> _What to produce_: Exactly the lines from the one with "Give the mask of the grey" through the end of the data below must be set down, and no pictures with them.

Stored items
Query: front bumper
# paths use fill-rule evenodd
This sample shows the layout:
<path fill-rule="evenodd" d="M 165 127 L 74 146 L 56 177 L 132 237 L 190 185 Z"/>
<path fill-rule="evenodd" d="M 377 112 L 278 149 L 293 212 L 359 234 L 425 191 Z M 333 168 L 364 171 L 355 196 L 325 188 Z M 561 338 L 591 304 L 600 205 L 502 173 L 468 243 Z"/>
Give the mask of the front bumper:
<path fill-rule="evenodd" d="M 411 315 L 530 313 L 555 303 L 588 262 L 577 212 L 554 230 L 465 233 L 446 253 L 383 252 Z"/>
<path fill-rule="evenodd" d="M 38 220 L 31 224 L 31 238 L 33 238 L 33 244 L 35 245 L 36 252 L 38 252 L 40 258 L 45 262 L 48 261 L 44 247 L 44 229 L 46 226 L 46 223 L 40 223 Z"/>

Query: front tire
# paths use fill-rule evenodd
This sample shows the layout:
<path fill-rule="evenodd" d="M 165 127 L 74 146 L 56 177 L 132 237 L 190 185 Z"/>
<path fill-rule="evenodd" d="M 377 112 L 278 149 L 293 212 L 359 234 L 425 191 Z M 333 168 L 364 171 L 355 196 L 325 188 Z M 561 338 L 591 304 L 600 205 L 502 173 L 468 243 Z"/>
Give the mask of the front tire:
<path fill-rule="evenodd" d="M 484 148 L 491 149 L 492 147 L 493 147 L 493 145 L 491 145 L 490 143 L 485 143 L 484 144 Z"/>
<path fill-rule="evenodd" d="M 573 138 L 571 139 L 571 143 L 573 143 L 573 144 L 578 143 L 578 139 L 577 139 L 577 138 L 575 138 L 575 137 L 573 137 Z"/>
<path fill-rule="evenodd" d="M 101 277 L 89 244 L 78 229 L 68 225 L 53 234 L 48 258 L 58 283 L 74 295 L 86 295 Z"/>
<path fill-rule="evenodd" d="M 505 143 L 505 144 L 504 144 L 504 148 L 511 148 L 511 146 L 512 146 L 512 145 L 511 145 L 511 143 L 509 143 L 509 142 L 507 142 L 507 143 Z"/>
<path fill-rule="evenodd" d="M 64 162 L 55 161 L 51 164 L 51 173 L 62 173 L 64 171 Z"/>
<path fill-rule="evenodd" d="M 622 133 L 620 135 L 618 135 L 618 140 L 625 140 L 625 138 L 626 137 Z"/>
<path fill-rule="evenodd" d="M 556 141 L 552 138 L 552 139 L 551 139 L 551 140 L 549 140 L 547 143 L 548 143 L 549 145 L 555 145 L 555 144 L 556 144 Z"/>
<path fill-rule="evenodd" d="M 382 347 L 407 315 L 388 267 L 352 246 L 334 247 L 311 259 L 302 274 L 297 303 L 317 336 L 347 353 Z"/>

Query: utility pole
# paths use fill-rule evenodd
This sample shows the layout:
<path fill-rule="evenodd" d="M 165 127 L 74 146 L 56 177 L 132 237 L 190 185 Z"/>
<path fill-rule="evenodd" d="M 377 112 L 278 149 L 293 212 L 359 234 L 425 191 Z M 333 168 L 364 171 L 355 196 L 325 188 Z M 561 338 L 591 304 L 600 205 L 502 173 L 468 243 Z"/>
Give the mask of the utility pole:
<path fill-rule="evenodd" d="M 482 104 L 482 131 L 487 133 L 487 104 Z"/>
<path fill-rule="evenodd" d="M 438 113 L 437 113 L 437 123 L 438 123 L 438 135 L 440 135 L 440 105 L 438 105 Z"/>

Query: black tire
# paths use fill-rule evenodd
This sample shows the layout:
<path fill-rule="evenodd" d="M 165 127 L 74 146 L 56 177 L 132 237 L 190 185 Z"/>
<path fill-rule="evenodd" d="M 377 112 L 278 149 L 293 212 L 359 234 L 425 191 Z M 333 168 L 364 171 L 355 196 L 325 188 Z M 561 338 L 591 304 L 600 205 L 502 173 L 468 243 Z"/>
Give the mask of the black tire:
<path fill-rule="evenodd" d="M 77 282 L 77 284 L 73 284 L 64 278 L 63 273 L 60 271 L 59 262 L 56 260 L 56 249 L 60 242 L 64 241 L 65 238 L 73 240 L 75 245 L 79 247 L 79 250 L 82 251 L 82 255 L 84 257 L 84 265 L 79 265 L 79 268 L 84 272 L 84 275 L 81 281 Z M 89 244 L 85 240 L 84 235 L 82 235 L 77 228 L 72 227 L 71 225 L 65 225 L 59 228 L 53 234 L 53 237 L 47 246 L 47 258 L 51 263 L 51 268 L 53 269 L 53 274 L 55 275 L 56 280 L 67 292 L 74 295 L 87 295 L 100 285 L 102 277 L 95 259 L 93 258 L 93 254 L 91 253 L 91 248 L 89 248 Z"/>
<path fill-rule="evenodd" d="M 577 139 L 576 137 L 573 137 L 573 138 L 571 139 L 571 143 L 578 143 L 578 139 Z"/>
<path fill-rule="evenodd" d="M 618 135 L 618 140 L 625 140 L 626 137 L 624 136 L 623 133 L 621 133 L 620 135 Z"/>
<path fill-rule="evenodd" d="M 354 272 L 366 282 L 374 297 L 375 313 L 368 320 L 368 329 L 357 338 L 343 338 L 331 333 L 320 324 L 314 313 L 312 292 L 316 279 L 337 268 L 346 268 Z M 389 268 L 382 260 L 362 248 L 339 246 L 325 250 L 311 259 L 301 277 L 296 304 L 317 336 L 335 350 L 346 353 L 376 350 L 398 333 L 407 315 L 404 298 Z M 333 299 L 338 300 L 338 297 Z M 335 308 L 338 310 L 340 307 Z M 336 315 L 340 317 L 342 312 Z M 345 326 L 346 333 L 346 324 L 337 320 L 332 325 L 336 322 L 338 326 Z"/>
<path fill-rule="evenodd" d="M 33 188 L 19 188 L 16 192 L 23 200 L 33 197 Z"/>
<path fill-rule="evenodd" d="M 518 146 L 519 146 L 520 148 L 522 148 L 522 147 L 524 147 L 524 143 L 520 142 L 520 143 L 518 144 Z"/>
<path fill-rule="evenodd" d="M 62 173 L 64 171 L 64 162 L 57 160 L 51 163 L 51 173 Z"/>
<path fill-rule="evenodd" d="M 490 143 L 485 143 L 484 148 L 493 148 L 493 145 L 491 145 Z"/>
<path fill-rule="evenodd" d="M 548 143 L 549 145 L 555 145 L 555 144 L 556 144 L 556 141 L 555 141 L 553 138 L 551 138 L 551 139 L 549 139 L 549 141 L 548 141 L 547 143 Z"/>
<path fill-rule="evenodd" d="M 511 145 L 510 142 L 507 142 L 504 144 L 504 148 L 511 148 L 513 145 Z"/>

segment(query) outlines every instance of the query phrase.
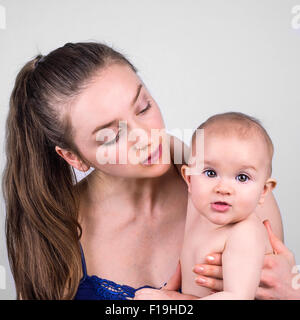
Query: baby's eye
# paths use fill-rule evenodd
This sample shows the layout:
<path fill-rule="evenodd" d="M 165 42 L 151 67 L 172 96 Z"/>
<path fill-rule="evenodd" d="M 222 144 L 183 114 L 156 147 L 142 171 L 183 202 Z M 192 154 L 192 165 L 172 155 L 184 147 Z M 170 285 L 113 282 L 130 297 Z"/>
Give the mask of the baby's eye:
<path fill-rule="evenodd" d="M 204 173 L 209 178 L 215 178 L 217 176 L 217 173 L 214 170 L 205 170 Z"/>
<path fill-rule="evenodd" d="M 238 176 L 236 176 L 236 179 L 239 182 L 247 182 L 250 178 L 246 174 L 241 173 Z"/>

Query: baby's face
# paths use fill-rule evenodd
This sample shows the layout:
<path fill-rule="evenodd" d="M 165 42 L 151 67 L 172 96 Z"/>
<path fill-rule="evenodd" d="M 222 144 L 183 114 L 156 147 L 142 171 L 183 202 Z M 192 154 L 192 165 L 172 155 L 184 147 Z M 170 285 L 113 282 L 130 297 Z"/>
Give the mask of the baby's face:
<path fill-rule="evenodd" d="M 263 201 L 268 163 L 259 136 L 205 136 L 204 168 L 188 182 L 195 208 L 218 225 L 245 219 Z"/>

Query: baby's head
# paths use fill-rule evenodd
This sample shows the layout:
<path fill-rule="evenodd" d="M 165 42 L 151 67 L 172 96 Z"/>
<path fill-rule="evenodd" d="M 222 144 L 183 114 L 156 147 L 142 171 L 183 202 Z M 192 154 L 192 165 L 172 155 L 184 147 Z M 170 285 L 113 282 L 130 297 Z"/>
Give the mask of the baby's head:
<path fill-rule="evenodd" d="M 181 170 L 195 208 L 218 225 L 244 220 L 276 185 L 268 133 L 257 119 L 237 112 L 214 115 L 198 129 L 204 129 L 204 167 L 193 174 L 189 162 Z M 199 156 L 195 146 L 196 131 L 190 159 Z"/>

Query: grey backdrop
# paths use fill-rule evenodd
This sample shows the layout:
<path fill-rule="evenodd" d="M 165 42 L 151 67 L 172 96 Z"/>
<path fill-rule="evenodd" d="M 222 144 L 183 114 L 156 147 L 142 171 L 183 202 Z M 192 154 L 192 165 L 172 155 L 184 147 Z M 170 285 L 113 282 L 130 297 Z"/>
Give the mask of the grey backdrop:
<path fill-rule="evenodd" d="M 292 13 L 298 4 L 300 0 L 0 0 L 1 173 L 8 99 L 19 69 L 37 53 L 47 54 L 66 42 L 103 41 L 140 70 L 169 130 L 195 129 L 208 116 L 231 110 L 263 122 L 275 145 L 275 196 L 285 243 L 299 261 L 300 29 Z M 0 202 L 0 267 L 6 270 L 0 299 L 14 299 L 2 194 Z"/>

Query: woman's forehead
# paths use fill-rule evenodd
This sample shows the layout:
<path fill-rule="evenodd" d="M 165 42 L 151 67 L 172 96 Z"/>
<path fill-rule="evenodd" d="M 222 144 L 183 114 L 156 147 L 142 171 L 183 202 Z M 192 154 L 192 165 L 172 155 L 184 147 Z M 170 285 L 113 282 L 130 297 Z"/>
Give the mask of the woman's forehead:
<path fill-rule="evenodd" d="M 139 77 L 126 65 L 113 64 L 99 72 L 69 109 L 75 131 L 114 120 L 130 106 L 140 85 Z"/>
<path fill-rule="evenodd" d="M 140 79 L 125 65 L 114 64 L 99 72 L 91 83 L 82 91 L 76 106 L 109 106 L 126 102 L 135 93 Z"/>

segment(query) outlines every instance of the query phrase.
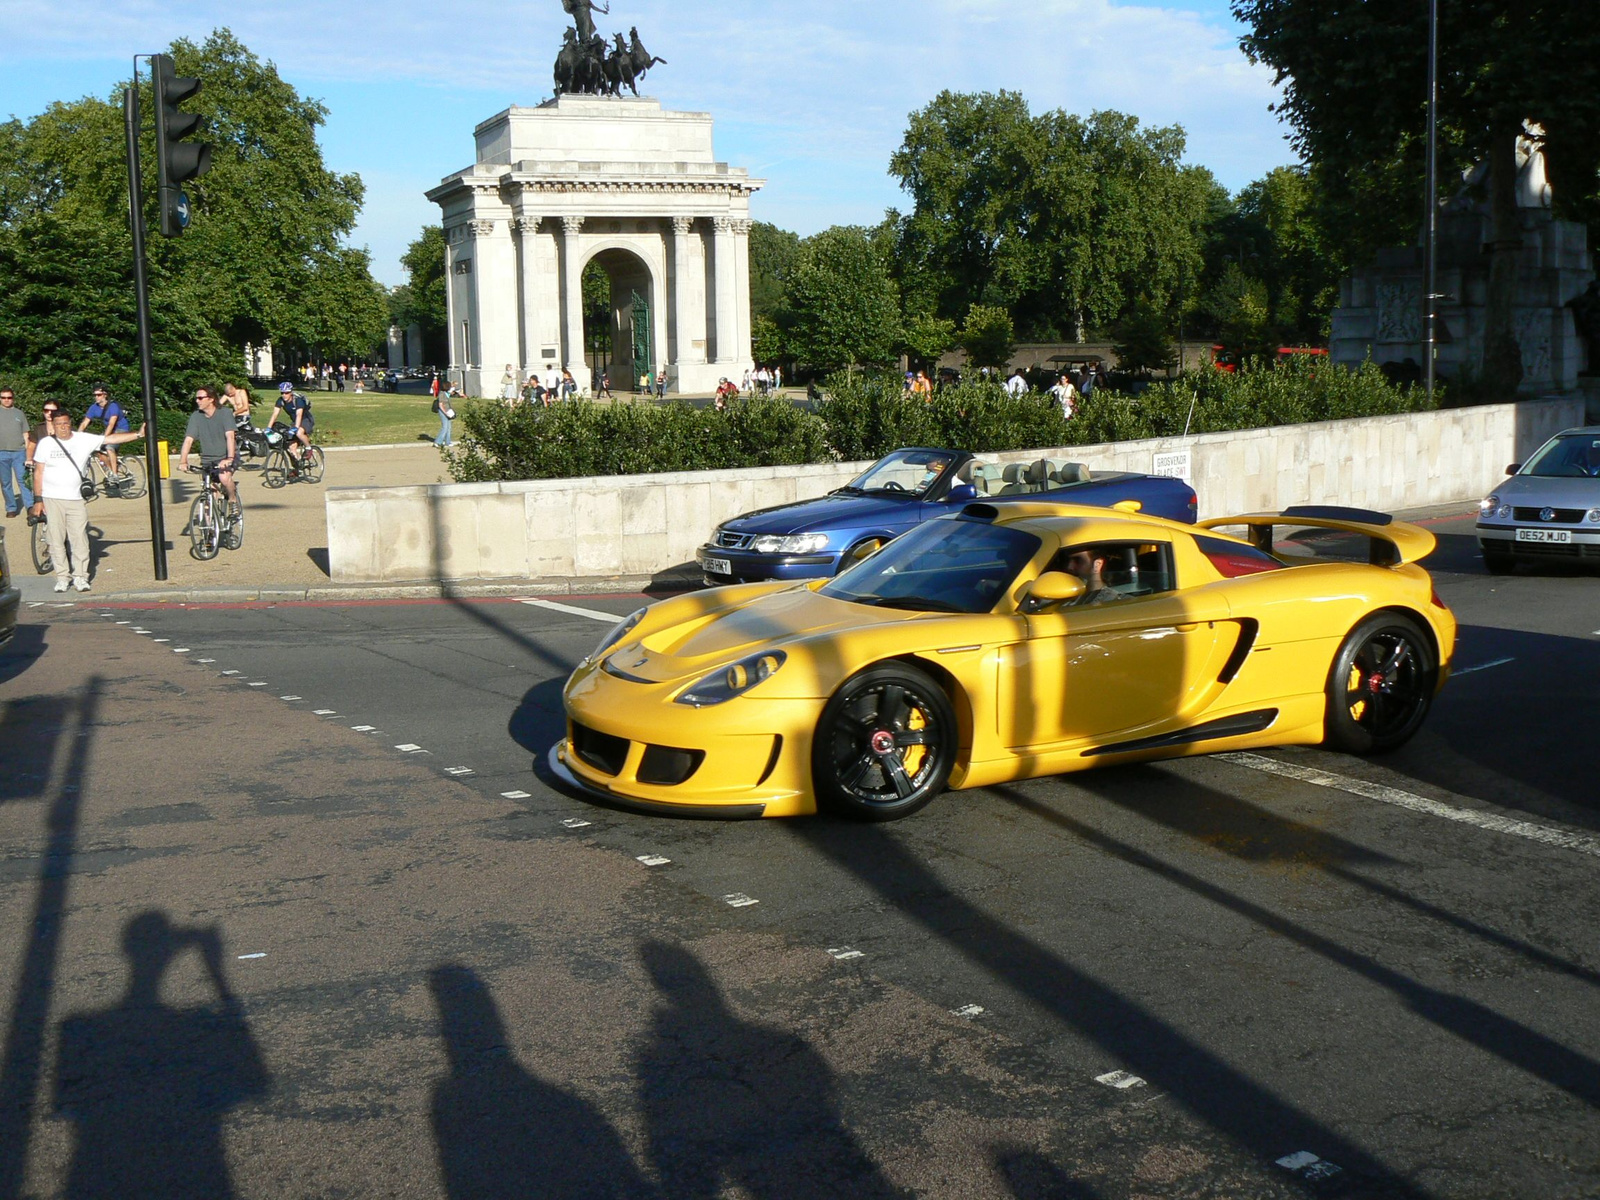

> _Answer space_:
Give the mask of the grey backdrop:
<path fill-rule="evenodd" d="M 292 13 L 298 4 L 300 0 L 0 0 L 1 173 L 8 99 L 19 69 L 37 53 L 47 54 L 66 42 L 103 41 L 140 70 L 169 130 L 195 129 L 208 116 L 231 110 L 263 122 L 275 145 L 275 196 L 285 243 L 299 261 L 300 29 Z M 0 202 L 0 267 L 6 270 L 0 299 L 14 299 L 2 194 Z"/>

Query: woman's forehead
# paths use fill-rule evenodd
This sample shows the layout:
<path fill-rule="evenodd" d="M 165 42 L 151 67 L 172 96 Z"/>
<path fill-rule="evenodd" d="M 222 144 L 183 114 L 156 147 L 142 171 L 183 202 Z M 192 154 L 192 165 L 172 155 L 184 147 Z M 170 285 L 113 282 L 130 297 Z"/>
Give the mask of the woman's forehead:
<path fill-rule="evenodd" d="M 139 77 L 126 65 L 113 64 L 99 72 L 69 109 L 75 131 L 114 120 L 130 106 L 140 85 Z"/>
<path fill-rule="evenodd" d="M 140 79 L 125 65 L 114 64 L 99 72 L 91 83 L 82 91 L 76 106 L 109 106 L 126 102 L 135 93 Z"/>

segment(query) outlines every instance of the query phrase.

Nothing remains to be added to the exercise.